§ **ВАШИ ЗАДАНИЯ**:
(a) Перечислите все имена людей и географические названия из отрывка о феодальной психологии.
(b) Когда, согласно отрывку о феодальной психологии, в Германии начинается пробуждение общенациональной идеи?
(c) Напишите продолжение отрывка о феодальной психологии в Европе.

--- ОТРЫВОК ---

Тупая феодальная жадность сидела раньше во тьме и сырости казематов — только бы охранить свои древние привилегии. Теперь она сидит за щетиной всяческих законоположений — только бы охранить свою плотву. Средневековые феодалы резали друг друга ножами — сегодняшние режут параграфами.

Эта психология имела роковые последствия для всей Европы. Центральная часть Европы, Германия, дольше всех держалась в своём феодальном политическом строе. Только во время наполеоновских войн начинается пробуждение общенациональной идеи, оформленное Отто Бисмарком.

--- ДАННЫЕ ДЛЯ ПРОВЕРКИ ---

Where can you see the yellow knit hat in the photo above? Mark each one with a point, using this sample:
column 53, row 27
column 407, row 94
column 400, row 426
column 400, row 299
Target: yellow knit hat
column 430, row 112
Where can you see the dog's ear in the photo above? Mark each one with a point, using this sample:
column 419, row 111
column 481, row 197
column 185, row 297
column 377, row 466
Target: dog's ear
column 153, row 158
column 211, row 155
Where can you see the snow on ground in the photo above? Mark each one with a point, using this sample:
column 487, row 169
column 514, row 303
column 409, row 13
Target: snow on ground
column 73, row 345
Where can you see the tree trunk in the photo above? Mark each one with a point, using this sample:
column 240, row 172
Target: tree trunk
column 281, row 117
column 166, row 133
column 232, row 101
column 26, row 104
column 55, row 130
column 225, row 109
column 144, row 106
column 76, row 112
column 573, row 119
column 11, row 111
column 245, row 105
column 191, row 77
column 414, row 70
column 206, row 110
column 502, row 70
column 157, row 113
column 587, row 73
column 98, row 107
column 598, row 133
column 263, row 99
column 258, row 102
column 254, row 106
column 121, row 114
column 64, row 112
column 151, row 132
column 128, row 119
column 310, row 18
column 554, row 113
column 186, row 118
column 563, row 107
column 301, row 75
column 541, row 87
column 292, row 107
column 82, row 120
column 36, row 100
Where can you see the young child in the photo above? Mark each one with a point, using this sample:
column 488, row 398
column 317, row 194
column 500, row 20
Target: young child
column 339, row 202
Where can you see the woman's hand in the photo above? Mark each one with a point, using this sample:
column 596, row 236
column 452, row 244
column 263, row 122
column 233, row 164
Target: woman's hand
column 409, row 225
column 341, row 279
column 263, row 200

---

§ **ОТВЕТЫ ПО ПУНКТАМ**:
(a) Европа, Германия, Отто Бисмарк

(b) Во время наполеоновских войн.

(c)
Русское национальное сознание родилось само по себе — как и каждое врождённое свойство. Феодальный строй средневековой Европы и её политическая раздробленность объясняются не Габсбургами или Бурбонами, не географией, климатом и «исторической обстановкой» — они объясняются психологией вот этих Гайнманов. Каждый Гайнман, от мужика и до герцога, действует одинаково: отгораживается от ближнего своего зубчатыми стенами или зубастыми адвокатами и своё писаное право отстаивает любыми способами, невзирая на любые убытки: «Fiat justicia, pereat mundus» (Пропадай мир — лишь бы свершилось правосудие).

Исторические исследования западноевропейского феодализма не объясняют ничего. Они повествуют о юридических и политических формах, в которые отлилась данная человеческая психология, но ничего не говорят об этой психологии. Они рисуют форму, не замечая содержания, форма виснет в воздухе, и мы никак не понимаем, почему на смену благоустроенному римскому миру пришёл грязный и кровавый средневековый германский кабак. Без анализа психологии Гайнманов мы ничего не поймём ни в возникновении феодализма, ни в современной разделённости Западной Европы, ни в грядущей «Гибели Европы» (О. Шпенглер). Ничего не поймём в принципиальной несовместимости русского и европейского мира.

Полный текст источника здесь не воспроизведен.